With the triumph of the August 1971 coup, its promoters formed a civic-military government represented by the Nationalist Popular Front (FPN) – an alliance composed of the Armed Forces under President Hugo Banzer, the Revolutionary Nationalist Movement (MNR) of Víctor Paz Estenssoro, and the Bolivian Socialist Falange (FSB) of Mario Gutiérrez.

The governing coalition gradually disintegrated from late 1973. The promise of elections scheduled for 1974 led some of the MNR and FSB to leave the government, with only a few political factions remaining.

On the night of June 4 to 5, 1974, a group of young officers belonging to the Generational Group and led by Gary Prado Salmón and Raúl López Leyton launched an uprising against the government. The rebels, elements of the Tarapacá Regiment, marched with a column of tanks towards La Paz. Among their demands were the removal of the dictator Banzer, the return of Bolivia to constitutionality and the prosecution of all those who have enriched themselves by the State. Government forces successfully suppressed the coup attempt and the rebels surrendered shortly afterwards.

On 7 November, another uprising broke out – dissidents from the Armed Forces with support from elements of the MNR and FSB took the city of Santa Cruz de la Sierra. The declared leaders of the mutiny were former Minister Carlos Valverde Barbery and General Julio Prado Montaño, Gary Prado's father. President Banzer declared a state of siege and managed to crush the rebellion using a corps of paratroopers and Air Force units, reconquering the city. Banzer used the attempted coup as justification to launch a series of authoritarian measures on 9 November – including the cancellation of elections, the dissolution of the alliance with the MNR and FSB, and the banning of political activities. This was described as a self-coup by multiple sources. On the same day, Banzer dismissed Minister José Patiño Ayoroa, accusing him of links to the coup attempt.

Required work =
Answer from the account of Bolivia's 1971–1974 governing coalition:
(a) What three components made up the Nationalist Popular Front?
(b) Which regiment did the rebels of June 4 to 5, 1974 come from?
(c) Which minister did Banzer dismiss on 9 November?
The data that follows is not needed for the task.

Record set =
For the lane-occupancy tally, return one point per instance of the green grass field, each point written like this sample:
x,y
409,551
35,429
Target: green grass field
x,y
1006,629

Problem solution =
(a) The Armed Forces under President Hugo Banzer, the Revolutionary Nationalist Movement (MNR) of Víctor Paz Estenssoro, and the Bolivian Socialist Falange (FSB) of Mario Gutiérrez.
(b) The Tarapacá Regiment.
(c) José Patiño Ayoroa.